=== EXTRACT PROVIDED ===

════════════════════

# Imperial Guard vs. Narutoverse



## macragge101 (Mar 3, 2011)

The Imperium of Man decide to eliminate Narutoverse
All continents are combined in narutoverse world and villages unified. Knowledge for imperium of man but no knowledge for Narutoverse for first week of battle. Base is created by Imps, allowing to replenish ammo when needed.
 A Death Korps of Krieg army is dispatched along with Cadians
   -80 Death korps men
   - 80 Cadian men
   -3 Medusa
   -3 leman russ demolisher
   -10 ratlings
   -2 hydra flak tanks
   - Commisar Yarrick leading
If Imps stomp, what would the smallest force need be to win? If Narutoverse stomps, what else would be needed to win?


----------



## willyvereb (Mar 3, 2011)

To bad for the Narutoverse they have almost no feats of resisting heat-based attacks. In theory even lasguns should easily blow holes in the Kyubi. The problem is speed though...and of course numbers. Combined ninja forces count at tens of thousands. While I agree that many of them would be mere fodder, it's still a mean number. Also no matter how badass their training is, the Death Corps and even the Cadian Guard are just peak humans at best. They would have an obvious disadvantage on the open field. Especially with extreme disadvantage of numebrs, something the IG isn't really used to.

The best chance for the IG to use some prep and dug themselves in a reinforced fortress. Since they have knowledge on the Narutoverse, they know what kind of tricks the Shinobi going to use. Given sufficient materials, manpower and time they should be capable of building a base strong enough to withstand nuclear blasts...something they would really cannot avoid once the main Narutoverse force attacks them. That way the IG force can hold out till they shoot the opposition down.


----------



## butcher50 (Mar 3, 2011)

════════════════════

=== SHORT EXERCISE 1 ===
Count the lines in the entries that contain the string "tall". Give the number only.
The forum thread above and the entries after it are unrelated material.

=== RECORDS SUPPLIED ===
════════════════════

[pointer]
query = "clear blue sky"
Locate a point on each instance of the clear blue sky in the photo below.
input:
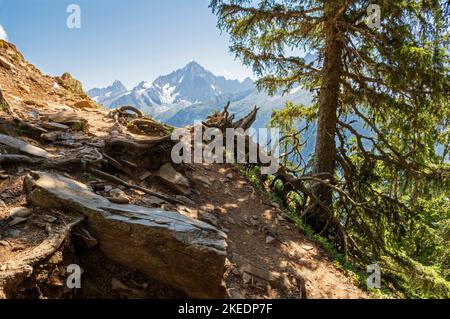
(128, 40)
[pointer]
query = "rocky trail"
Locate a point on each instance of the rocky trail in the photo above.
(80, 184)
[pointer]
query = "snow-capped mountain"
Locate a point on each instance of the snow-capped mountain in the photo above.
(191, 93)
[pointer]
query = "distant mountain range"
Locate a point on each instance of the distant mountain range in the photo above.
(191, 93)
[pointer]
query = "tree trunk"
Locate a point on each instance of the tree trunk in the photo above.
(325, 149)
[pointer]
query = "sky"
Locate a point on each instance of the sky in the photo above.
(126, 40)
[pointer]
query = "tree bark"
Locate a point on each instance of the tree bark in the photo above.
(325, 150)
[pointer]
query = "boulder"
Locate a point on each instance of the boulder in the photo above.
(6, 64)
(55, 126)
(169, 176)
(85, 104)
(182, 252)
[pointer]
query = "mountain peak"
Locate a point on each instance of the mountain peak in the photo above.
(118, 85)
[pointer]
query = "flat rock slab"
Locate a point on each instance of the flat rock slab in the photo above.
(23, 146)
(185, 253)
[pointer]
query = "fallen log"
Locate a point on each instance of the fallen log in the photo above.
(182, 252)
(122, 182)
(23, 147)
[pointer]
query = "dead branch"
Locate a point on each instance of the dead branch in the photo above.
(122, 182)
(14, 159)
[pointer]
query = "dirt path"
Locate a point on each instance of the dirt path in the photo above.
(249, 219)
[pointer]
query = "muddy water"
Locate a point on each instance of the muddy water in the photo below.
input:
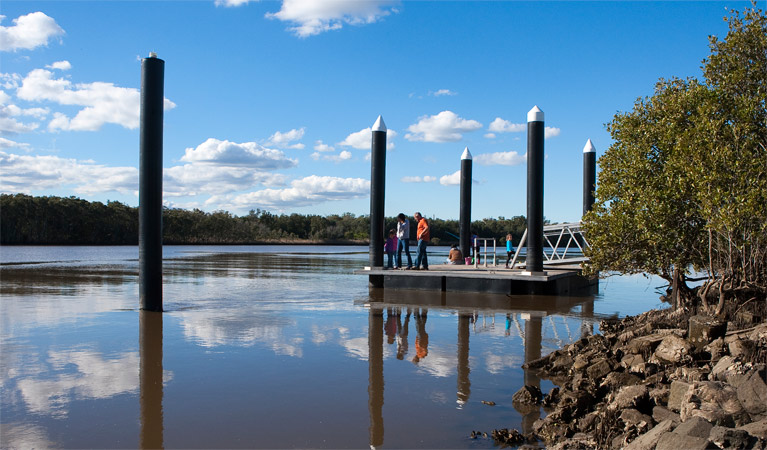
(267, 347)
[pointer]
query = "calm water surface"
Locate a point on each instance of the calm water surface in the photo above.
(267, 347)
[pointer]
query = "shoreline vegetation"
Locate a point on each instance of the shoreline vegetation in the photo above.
(50, 220)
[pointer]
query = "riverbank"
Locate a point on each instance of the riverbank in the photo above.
(660, 380)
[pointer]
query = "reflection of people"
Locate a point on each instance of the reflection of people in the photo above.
(422, 338)
(403, 240)
(423, 234)
(509, 250)
(455, 256)
(402, 337)
(390, 246)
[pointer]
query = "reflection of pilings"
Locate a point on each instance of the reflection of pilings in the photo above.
(533, 337)
(150, 183)
(464, 383)
(150, 379)
(375, 376)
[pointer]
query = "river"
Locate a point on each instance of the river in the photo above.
(268, 347)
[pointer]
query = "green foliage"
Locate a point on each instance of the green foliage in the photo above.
(684, 185)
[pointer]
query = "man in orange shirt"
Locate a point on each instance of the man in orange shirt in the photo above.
(423, 236)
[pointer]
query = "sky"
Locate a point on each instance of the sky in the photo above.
(269, 104)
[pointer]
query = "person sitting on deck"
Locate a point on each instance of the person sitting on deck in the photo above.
(455, 256)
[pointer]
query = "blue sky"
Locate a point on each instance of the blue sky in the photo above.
(269, 103)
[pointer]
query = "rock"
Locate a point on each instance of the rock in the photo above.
(673, 349)
(714, 401)
(527, 395)
(740, 348)
(674, 441)
(633, 418)
(704, 329)
(659, 414)
(636, 396)
(695, 426)
(731, 438)
(758, 429)
(677, 394)
(648, 440)
(599, 369)
(719, 371)
(752, 393)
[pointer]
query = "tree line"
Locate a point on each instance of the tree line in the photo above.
(42, 220)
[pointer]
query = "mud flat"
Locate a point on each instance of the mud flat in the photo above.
(660, 380)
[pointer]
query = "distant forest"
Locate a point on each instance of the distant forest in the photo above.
(28, 220)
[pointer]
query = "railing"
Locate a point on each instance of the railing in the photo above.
(569, 234)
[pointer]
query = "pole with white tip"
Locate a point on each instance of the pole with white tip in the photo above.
(377, 191)
(465, 211)
(535, 135)
(589, 175)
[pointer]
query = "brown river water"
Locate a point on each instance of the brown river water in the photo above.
(268, 347)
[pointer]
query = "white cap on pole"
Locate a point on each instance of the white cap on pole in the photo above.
(535, 115)
(379, 125)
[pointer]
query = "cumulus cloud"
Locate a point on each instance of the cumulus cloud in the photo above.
(60, 65)
(286, 139)
(442, 92)
(312, 17)
(451, 180)
(424, 179)
(363, 139)
(504, 126)
(443, 127)
(248, 154)
(27, 32)
(26, 173)
(500, 159)
(103, 102)
(343, 156)
(304, 192)
(550, 132)
(321, 147)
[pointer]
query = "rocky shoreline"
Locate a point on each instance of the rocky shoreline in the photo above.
(661, 380)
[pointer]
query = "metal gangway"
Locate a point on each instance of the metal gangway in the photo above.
(563, 239)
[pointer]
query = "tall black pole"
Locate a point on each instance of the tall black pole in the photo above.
(377, 191)
(535, 132)
(150, 183)
(465, 214)
(589, 175)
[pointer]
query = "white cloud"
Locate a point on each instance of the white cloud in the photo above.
(550, 132)
(304, 192)
(504, 126)
(312, 17)
(451, 180)
(248, 154)
(60, 65)
(424, 179)
(284, 140)
(363, 139)
(501, 159)
(103, 102)
(442, 92)
(28, 32)
(321, 147)
(443, 127)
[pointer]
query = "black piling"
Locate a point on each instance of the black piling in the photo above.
(535, 135)
(465, 212)
(589, 176)
(377, 191)
(150, 183)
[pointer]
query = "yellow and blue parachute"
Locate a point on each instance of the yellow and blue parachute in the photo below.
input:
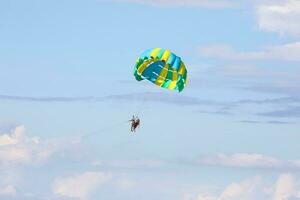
(161, 67)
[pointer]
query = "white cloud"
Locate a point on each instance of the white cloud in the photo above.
(197, 3)
(286, 52)
(248, 189)
(129, 163)
(244, 160)
(284, 187)
(282, 17)
(80, 186)
(8, 190)
(18, 148)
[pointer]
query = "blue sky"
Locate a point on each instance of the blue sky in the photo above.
(67, 90)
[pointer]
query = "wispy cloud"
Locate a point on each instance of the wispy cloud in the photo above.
(175, 3)
(244, 160)
(18, 148)
(282, 17)
(286, 187)
(285, 52)
(48, 99)
(264, 122)
(81, 185)
(287, 112)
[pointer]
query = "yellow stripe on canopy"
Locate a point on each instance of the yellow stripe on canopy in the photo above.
(143, 66)
(166, 55)
(173, 83)
(155, 52)
(162, 76)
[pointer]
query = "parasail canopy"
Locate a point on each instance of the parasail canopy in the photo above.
(161, 67)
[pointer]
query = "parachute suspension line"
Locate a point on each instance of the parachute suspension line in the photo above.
(143, 103)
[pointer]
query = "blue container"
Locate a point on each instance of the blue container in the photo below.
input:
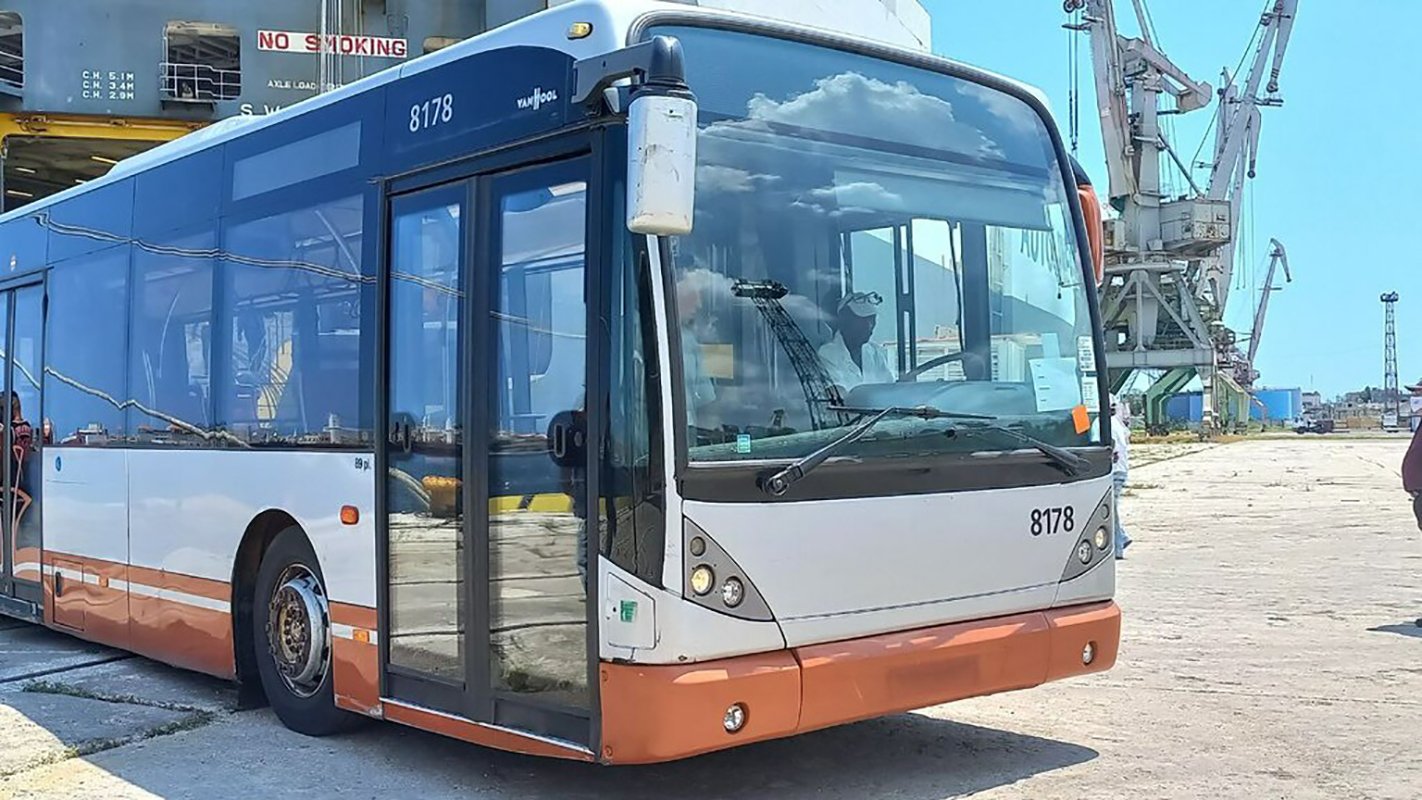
(1185, 407)
(1277, 405)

════════════════════

=== SHORT EXERCISE 2 ===
List each component of the force that the opening post of the forum thread says is dispatched, together with its stated quantity.

=== CORRECT ANSWER 1 ===
2

=== CORRECT ANSWER 2 ===
- 80 Death korps men
- 80 Cadian men
- 3 Medusa
- 3 leman russ demolisher
- 10 ratlings
- 2 hydra flak tanks
- Commisar Yarrick leading